→ **WRITTEN TASK**
Render the listing as a Markdown table with the columns Row and Line, one row per line and blank lines skipped. Include only the lines from the start of the listing up to and including the line containing "rough mask: <svg", and leave the pictures out.

→ **STORED DATA**
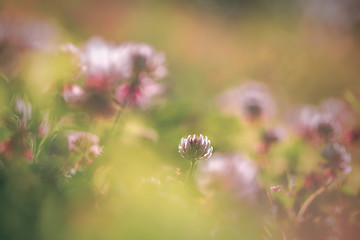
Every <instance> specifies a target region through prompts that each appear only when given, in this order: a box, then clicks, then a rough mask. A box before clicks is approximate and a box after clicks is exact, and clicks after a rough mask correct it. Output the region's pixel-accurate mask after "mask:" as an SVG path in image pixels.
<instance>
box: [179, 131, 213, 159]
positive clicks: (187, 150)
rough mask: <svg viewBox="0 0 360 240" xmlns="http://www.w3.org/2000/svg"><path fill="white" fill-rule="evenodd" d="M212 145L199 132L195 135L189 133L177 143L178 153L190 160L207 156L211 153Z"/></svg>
mask: <svg viewBox="0 0 360 240" xmlns="http://www.w3.org/2000/svg"><path fill="white" fill-rule="evenodd" d="M212 151H213V147H211V146H210V140H208V138H207V137H206V136H205V137H203V135H201V134H200V136H199V137H197V136H196V135H195V134H194V135H193V136H191V135H189V136H188V137H187V138H182V139H181V143H180V144H179V153H180V155H181V156H182V157H185V158H188V159H190V160H191V161H194V160H198V159H203V158H209V157H211V155H212Z"/></svg>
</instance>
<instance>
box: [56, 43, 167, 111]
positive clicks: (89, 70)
mask: <svg viewBox="0 0 360 240" xmlns="http://www.w3.org/2000/svg"><path fill="white" fill-rule="evenodd" d="M62 50H64V51H69V52H71V53H73V54H74V55H75V56H77V58H78V62H79V66H80V68H81V70H82V73H83V76H84V77H85V79H84V85H83V86H78V85H70V86H67V87H65V88H64V91H63V94H62V95H63V97H64V99H65V101H66V102H67V103H69V104H71V105H73V106H79V105H80V107H83V108H90V109H92V110H91V111H90V112H92V113H100V114H99V115H101V116H105V117H106V116H111V115H112V114H113V113H114V112H115V108H116V107H117V106H116V104H118V105H120V106H122V107H124V106H145V105H147V104H148V103H149V100H150V99H151V98H152V97H153V96H155V95H159V94H161V93H163V91H164V87H163V86H162V85H160V84H159V83H156V82H155V80H159V79H160V78H163V77H164V76H165V75H166V73H167V70H166V67H165V56H164V54H162V53H159V52H157V51H155V49H154V48H152V47H151V46H149V45H147V44H145V43H123V44H120V45H113V44H110V43H107V42H106V41H104V40H103V39H101V38H99V37H94V38H91V39H90V40H88V41H87V42H86V43H85V44H84V46H83V47H82V48H77V47H76V46H74V45H72V44H66V45H64V46H62ZM94 100H96V101H95V102H94ZM97 102H99V103H97ZM92 106H95V107H92ZM96 106H100V107H99V108H98V107H96ZM102 109H105V110H104V111H101V110H102Z"/></svg>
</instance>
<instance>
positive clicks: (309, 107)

→ **SOLUTION BELOW**
| Row | Line |
|---|---|
| 1 | Every <instance> specifies a target region through prompts that each appear only when given, in this order: a box, then clicks, then a rough mask. A box before clicks is approximate and a box after clicks is exact, and clicks after a rough mask correct it. Output the region's pixel-accurate mask after "mask:" as an SVG path in image pixels. |
| 2 | <instance> |
| 3 | box: [179, 131, 213, 159] |
| 4 | positive clicks: (187, 150) |
| 5 | rough mask: <svg viewBox="0 0 360 240" xmlns="http://www.w3.org/2000/svg"><path fill="white" fill-rule="evenodd" d="M212 145L199 132L195 135L189 133L177 143L178 153L190 160L207 156L211 153Z"/></svg> |